Everything from the line with "Annotate the paper" to the end of the data should be restated word for word, and nothing before it.

Stored dataset items:
## start
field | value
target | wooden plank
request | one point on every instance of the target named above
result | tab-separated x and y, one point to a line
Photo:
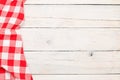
84	12
70	39
73	62
69	23
76	77
73	2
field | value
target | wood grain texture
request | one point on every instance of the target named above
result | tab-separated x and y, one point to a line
73	62
73	2
70	39
68	23
71	12
77	77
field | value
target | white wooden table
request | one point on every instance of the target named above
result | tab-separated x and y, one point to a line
72	39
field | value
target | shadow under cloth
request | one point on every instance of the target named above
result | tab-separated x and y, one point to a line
13	65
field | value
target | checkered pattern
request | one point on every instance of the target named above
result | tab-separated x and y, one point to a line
13	65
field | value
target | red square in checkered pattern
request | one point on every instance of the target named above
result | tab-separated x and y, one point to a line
12	60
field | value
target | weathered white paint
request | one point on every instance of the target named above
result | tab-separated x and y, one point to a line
76	77
76	30
71	12
73	62
73	2
69	23
70	39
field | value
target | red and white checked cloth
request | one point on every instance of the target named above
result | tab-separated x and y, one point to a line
13	65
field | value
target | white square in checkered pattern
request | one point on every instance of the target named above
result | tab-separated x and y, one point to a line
2	19
16	69
12	20
6	43
17	9
4	55
18	44
17	56
6	8
7	76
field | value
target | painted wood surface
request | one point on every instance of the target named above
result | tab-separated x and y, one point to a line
72	39
73	2
76	62
77	77
75	12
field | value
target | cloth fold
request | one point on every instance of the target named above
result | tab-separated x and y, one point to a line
13	65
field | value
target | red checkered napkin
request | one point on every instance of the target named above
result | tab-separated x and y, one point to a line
13	65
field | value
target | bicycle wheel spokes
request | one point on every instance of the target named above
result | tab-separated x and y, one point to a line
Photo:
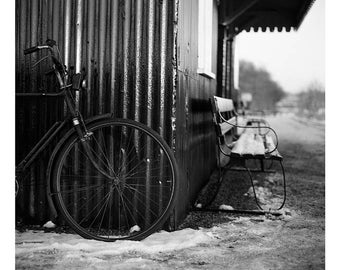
134	194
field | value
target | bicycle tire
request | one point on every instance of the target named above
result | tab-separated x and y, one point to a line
139	195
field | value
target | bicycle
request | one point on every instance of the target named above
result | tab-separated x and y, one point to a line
111	179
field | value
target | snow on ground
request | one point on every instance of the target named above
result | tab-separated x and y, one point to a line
246	242
32	241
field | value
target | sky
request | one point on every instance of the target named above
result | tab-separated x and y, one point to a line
294	59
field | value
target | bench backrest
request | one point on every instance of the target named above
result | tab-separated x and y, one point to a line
223	106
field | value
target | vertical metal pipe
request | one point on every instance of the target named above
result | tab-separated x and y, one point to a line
163	63
127	18
101	53
33	112
164	35
150	60
56	20
114	39
138	57
150	89
79	36
91	8
67	31
78	50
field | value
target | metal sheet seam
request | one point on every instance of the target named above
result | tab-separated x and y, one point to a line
174	76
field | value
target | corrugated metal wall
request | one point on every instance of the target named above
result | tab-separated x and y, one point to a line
196	136
126	50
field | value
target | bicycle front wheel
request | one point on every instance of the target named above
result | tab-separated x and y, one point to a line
120	183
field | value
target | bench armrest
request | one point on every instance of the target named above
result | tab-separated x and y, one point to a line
248	127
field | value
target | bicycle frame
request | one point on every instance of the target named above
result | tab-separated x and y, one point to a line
74	116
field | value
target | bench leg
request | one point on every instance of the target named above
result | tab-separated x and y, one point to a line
284	187
262	168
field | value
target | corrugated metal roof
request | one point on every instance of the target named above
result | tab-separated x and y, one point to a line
263	15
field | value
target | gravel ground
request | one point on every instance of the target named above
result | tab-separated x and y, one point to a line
295	240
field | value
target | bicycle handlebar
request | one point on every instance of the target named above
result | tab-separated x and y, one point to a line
31	50
36	48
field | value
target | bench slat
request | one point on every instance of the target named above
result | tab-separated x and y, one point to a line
225	127
224	104
249	144
269	143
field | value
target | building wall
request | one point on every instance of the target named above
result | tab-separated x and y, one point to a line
126	50
140	60
195	138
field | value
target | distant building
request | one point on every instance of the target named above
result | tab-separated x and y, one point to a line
157	62
288	105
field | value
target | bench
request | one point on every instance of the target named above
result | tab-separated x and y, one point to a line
249	141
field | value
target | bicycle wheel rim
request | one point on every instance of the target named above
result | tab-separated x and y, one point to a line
138	197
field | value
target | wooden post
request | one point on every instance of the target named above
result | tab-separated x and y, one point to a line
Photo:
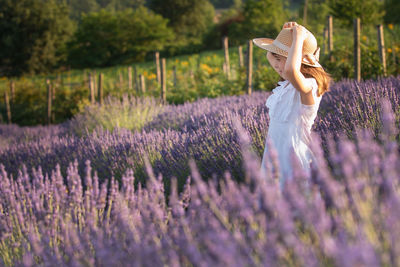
330	37
249	66
7	100
240	52
142	83
381	47
101	88
324	45
91	88
12	89
163	81
226	53
357	51
157	59
48	101
175	76
130	78
305	12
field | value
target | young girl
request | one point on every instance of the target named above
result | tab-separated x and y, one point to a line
294	103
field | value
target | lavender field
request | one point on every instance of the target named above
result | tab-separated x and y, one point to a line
180	185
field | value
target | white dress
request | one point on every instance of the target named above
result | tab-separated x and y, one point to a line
290	127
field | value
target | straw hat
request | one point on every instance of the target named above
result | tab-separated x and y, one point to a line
283	42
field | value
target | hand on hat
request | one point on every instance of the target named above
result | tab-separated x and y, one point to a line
298	30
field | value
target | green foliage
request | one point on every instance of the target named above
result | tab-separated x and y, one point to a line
33	34
122	37
392	11
29	107
263	18
317	11
118	5
369	11
190	20
343	60
79	7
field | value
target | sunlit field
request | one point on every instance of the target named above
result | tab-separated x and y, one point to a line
136	182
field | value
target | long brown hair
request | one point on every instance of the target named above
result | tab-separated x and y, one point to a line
320	75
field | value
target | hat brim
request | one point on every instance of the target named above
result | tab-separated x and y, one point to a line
267	44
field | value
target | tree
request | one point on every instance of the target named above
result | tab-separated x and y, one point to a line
108	38
33	34
118	5
258	18
369	11
190	19
317	11
79	7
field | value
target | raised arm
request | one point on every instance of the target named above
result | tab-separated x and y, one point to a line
293	62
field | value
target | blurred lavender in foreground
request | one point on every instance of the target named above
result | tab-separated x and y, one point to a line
347	216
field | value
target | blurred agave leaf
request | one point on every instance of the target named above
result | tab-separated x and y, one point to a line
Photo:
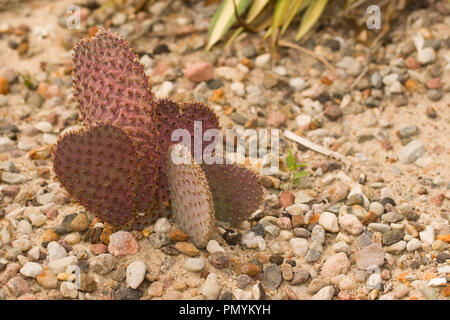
253	13
224	18
310	17
281	12
255	9
296	7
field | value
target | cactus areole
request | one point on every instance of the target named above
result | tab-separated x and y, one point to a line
117	166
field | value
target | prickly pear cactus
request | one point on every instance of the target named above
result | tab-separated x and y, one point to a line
191	198
98	167
115	166
173	115
237	191
111	87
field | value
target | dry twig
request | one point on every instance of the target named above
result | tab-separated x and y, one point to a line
317	148
288	44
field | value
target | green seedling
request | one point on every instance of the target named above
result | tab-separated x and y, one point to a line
294	170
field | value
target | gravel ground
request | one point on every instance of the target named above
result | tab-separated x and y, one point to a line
378	231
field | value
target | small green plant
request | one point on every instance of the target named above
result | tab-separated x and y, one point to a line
295	173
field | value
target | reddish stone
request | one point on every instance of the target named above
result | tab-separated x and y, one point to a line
369	218
386	145
51	213
4	86
286	199
284	223
98	248
298	220
290	294
11	191
342	295
198	72
333	112
434	83
122	243
275	119
18	286
160	68
250	269
412	63
437	200
385	274
11	270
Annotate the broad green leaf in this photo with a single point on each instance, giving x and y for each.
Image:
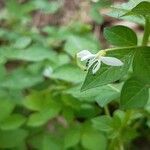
(94, 140)
(12, 138)
(12, 122)
(6, 107)
(141, 64)
(119, 10)
(69, 73)
(75, 44)
(142, 8)
(72, 137)
(108, 74)
(37, 101)
(120, 36)
(134, 94)
(102, 95)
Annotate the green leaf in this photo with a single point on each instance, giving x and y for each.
(118, 11)
(94, 140)
(120, 36)
(95, 15)
(12, 122)
(134, 94)
(46, 6)
(141, 64)
(6, 107)
(142, 8)
(72, 137)
(49, 143)
(38, 101)
(69, 73)
(22, 42)
(102, 95)
(12, 138)
(108, 74)
(103, 123)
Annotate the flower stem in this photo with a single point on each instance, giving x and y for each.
(118, 48)
(106, 110)
(146, 32)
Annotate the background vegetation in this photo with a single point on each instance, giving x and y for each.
(41, 103)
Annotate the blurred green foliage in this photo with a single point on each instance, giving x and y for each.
(41, 104)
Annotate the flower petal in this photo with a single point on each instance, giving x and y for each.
(84, 55)
(96, 67)
(112, 61)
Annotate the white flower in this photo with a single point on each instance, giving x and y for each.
(96, 59)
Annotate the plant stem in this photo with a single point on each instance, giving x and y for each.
(146, 32)
(125, 48)
(106, 110)
(121, 146)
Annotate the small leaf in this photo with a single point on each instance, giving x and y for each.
(134, 94)
(94, 140)
(6, 107)
(22, 42)
(142, 8)
(12, 138)
(120, 36)
(72, 137)
(12, 122)
(103, 123)
(141, 64)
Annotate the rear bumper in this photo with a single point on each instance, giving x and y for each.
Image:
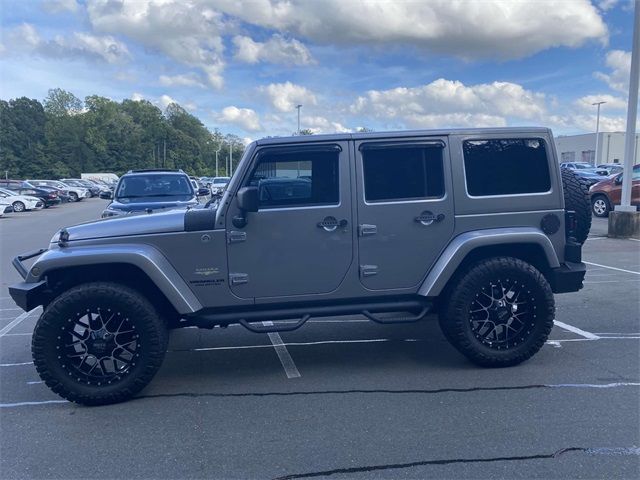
(568, 277)
(28, 295)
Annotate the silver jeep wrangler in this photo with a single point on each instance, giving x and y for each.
(479, 226)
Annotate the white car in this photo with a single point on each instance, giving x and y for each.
(3, 206)
(75, 193)
(20, 203)
(219, 185)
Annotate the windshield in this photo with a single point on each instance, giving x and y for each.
(154, 187)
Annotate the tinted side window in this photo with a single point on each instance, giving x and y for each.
(297, 178)
(506, 166)
(402, 172)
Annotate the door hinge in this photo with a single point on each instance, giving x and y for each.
(236, 237)
(364, 230)
(238, 278)
(368, 270)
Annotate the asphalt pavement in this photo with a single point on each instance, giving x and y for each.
(341, 398)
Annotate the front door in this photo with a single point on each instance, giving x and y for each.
(300, 240)
(405, 210)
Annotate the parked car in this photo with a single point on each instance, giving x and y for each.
(611, 168)
(77, 182)
(150, 190)
(20, 203)
(584, 166)
(63, 195)
(392, 226)
(219, 185)
(75, 193)
(591, 177)
(201, 190)
(48, 197)
(5, 206)
(608, 193)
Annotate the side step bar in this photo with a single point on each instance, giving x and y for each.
(252, 320)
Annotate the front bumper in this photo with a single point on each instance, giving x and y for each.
(28, 295)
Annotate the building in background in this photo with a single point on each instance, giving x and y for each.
(581, 148)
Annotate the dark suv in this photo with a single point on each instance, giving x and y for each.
(149, 190)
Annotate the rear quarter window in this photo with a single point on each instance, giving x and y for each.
(506, 166)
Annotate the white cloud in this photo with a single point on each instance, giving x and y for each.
(619, 62)
(453, 103)
(245, 118)
(58, 6)
(187, 32)
(165, 101)
(186, 80)
(25, 39)
(285, 96)
(277, 49)
(490, 28)
(318, 124)
(607, 4)
(612, 103)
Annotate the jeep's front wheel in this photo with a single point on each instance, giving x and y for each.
(498, 312)
(99, 343)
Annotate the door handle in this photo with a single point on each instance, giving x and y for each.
(427, 218)
(330, 224)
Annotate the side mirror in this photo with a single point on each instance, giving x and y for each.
(248, 199)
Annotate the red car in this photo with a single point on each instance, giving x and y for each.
(606, 194)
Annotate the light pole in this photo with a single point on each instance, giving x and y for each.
(217, 152)
(595, 156)
(298, 107)
(632, 116)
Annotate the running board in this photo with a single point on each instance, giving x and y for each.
(253, 320)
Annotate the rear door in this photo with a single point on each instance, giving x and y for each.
(405, 210)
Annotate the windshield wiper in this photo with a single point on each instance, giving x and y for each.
(155, 195)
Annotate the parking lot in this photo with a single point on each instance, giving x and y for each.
(341, 398)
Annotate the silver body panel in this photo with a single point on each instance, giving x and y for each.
(281, 255)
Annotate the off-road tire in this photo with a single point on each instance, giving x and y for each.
(55, 369)
(456, 318)
(600, 206)
(576, 198)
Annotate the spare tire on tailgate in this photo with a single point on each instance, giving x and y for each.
(576, 198)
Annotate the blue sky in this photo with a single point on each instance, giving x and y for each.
(243, 66)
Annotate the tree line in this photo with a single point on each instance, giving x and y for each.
(64, 137)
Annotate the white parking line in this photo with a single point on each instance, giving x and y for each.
(27, 404)
(576, 330)
(612, 268)
(283, 354)
(18, 319)
(15, 364)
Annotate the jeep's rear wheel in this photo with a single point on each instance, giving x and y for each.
(99, 343)
(498, 312)
(576, 198)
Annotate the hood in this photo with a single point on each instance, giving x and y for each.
(122, 226)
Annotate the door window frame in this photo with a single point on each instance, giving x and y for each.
(435, 143)
(328, 147)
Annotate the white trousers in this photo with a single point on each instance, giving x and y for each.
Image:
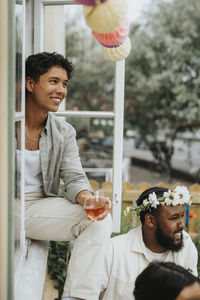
(57, 219)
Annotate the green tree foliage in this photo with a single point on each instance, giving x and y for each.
(162, 71)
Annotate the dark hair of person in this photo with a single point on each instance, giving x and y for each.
(159, 191)
(162, 280)
(38, 64)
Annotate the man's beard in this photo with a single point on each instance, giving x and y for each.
(166, 241)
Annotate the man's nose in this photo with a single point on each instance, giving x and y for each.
(61, 89)
(181, 223)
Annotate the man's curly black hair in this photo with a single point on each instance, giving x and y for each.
(38, 64)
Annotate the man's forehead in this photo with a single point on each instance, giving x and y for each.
(172, 210)
(56, 71)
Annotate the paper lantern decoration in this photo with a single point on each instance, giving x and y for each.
(107, 16)
(90, 2)
(115, 38)
(117, 53)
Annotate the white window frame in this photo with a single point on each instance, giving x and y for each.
(20, 117)
(117, 115)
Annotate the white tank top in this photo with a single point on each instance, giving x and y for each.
(33, 171)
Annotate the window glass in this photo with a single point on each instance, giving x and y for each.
(18, 185)
(95, 142)
(19, 36)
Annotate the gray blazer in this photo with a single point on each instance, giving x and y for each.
(60, 159)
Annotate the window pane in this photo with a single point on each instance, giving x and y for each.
(19, 36)
(95, 141)
(18, 190)
(92, 85)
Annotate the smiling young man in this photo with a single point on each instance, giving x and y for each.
(160, 237)
(51, 154)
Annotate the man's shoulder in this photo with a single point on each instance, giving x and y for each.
(59, 123)
(124, 238)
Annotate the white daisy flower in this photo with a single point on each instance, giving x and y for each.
(183, 194)
(145, 202)
(153, 200)
(168, 197)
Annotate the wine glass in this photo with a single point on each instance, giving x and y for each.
(94, 207)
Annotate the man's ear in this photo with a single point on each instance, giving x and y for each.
(150, 220)
(29, 84)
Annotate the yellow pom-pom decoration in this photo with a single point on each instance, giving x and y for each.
(106, 17)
## end
## Answer for this exercise
Annotate the paper lantern decoration in this photo with a single point on each instance, giving x and y for each.
(107, 16)
(90, 2)
(115, 38)
(117, 53)
Annotate the white window frame in this photo with a single point on each instance, giving x and y for each.
(20, 117)
(117, 115)
Annotate the white tank top in this photo with a single point on each instance, giving x and y for each.
(33, 171)
Annotate the window glass in this photo with a single point on each instance, giving x and y for each.
(18, 185)
(95, 142)
(19, 36)
Annotate the gray blazer in this photo with a single point on each instance, giving x and y for each.
(60, 159)
Annotate the window pane in this photo with a single point on each instance, giving x and y for each.
(19, 36)
(95, 141)
(18, 190)
(92, 85)
Annotate the smiling young man in this photo with a single point on each instance, giving x and y for each.
(160, 237)
(51, 154)
Annotate the man's shoulder in this photo with a single point on each instance, giving x and y for each.
(59, 123)
(124, 238)
Annotate the white daisy flower in this photo with a single point on each instance, giving x and y for each.
(183, 194)
(145, 202)
(153, 200)
(168, 197)
Annotate the wine glass in this photo with a single point on each instance, giving x and y for each.
(94, 207)
Annotate the man's ear in this photo with a single point on each instance, giving x and y for each.
(150, 220)
(29, 84)
Annotate the yellow pom-pom decoration in this photo with a single point on each instance, giving x and y for each.
(106, 17)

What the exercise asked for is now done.